> _SELECTED EXCERPT_:

The construction of Worcester Street in 1822 to relieve the medievally narrow Hare Lane as the main route north out of the city was quickly followed by new housing lining most of its length. Nearby, the construction of several hundred working-class houses on Monkleighton grounds, north of Alvin Street between Worcester Street and London Road, was started in the 1820s.


These early developments north of the city centre made up a substantial proportion of Gloucester's increase in housing from 1,500 in 1811 to some 2,100 in 1831. As the urbanisation of Monkleighton continued in the 1830s, the process of transforming the hamlet of Barton Street outside the city limit to the east into a suburb began.


In 1835 Gloucester underwent the first of several boundary changes with an expansion to the south and east that brought the docks' main basin and High Orchard, the spa development, the future Gloucester Park and the strip of land inside today's Trier Way and up to the London Road within the city limits.

Roof top view of street lined with humble, brightly-painted, two-storey terraces
1850s-vintage St. Mark St. Kingsholm

The transformation of the Kingsholm area from hamlets to suburb began in the 1850s. The development of this area, the location north of the city centre of the first Roman fort some 1,800 years previously, has over the years unearthed more than 1,500 Roman burials.

> _TASK OBJECTIVE_: From the passage above on Gloucester's early suburbs, copy out word for word everything between "The transformation of" and "1,500 Roman burials.", inclusive.

(Collected data)

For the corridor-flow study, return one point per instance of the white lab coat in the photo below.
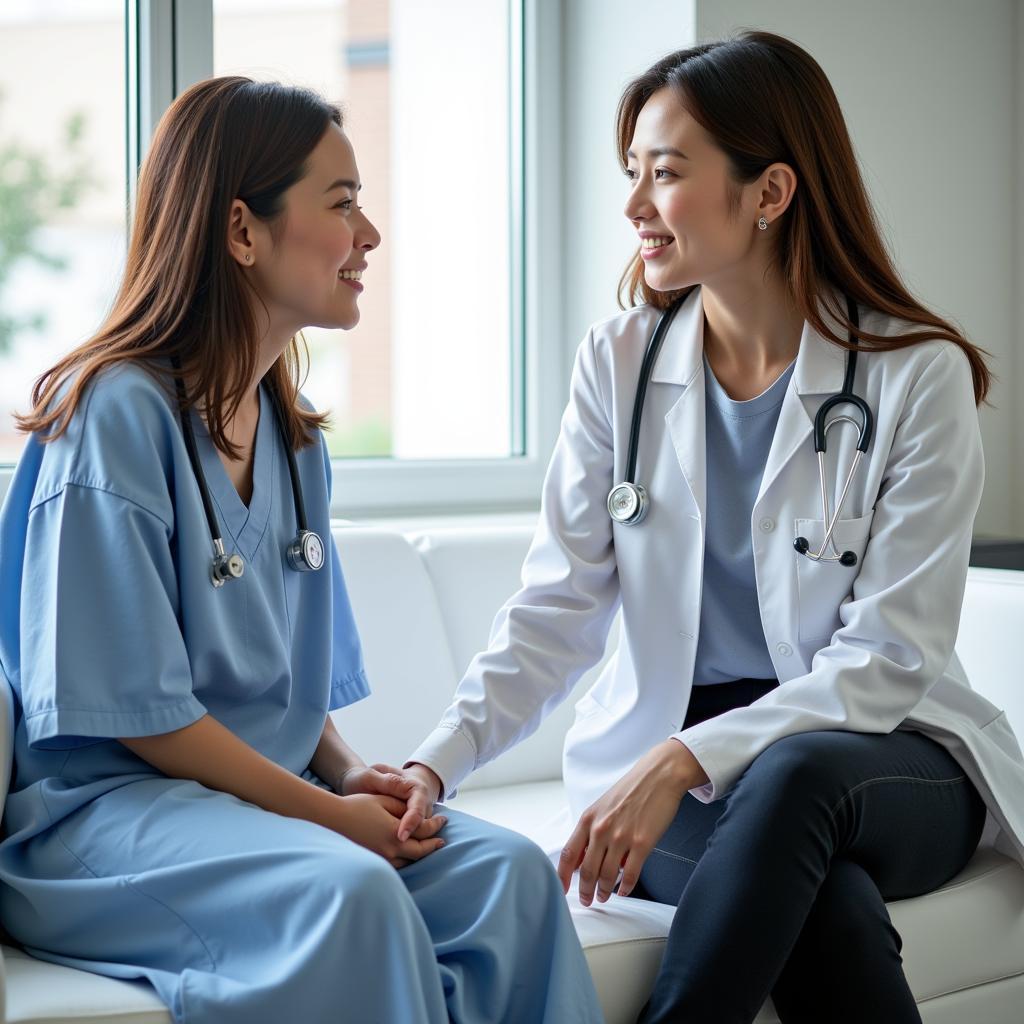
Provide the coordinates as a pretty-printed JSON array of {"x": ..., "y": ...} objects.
[{"x": 864, "y": 649}]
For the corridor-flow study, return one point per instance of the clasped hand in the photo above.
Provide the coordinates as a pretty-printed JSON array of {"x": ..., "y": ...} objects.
[
  {"x": 376, "y": 802},
  {"x": 619, "y": 832}
]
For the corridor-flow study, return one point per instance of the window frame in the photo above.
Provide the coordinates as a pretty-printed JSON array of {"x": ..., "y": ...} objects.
[{"x": 169, "y": 46}]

> _RESPONSE_:
The transformation of the Kingsholm area from hamlets to suburb began in the 1850s. The development of this area, the location north of the city centre of the first Roman fort some 1,800 years previously, has over the years unearthed more than 1,500 Roman burials.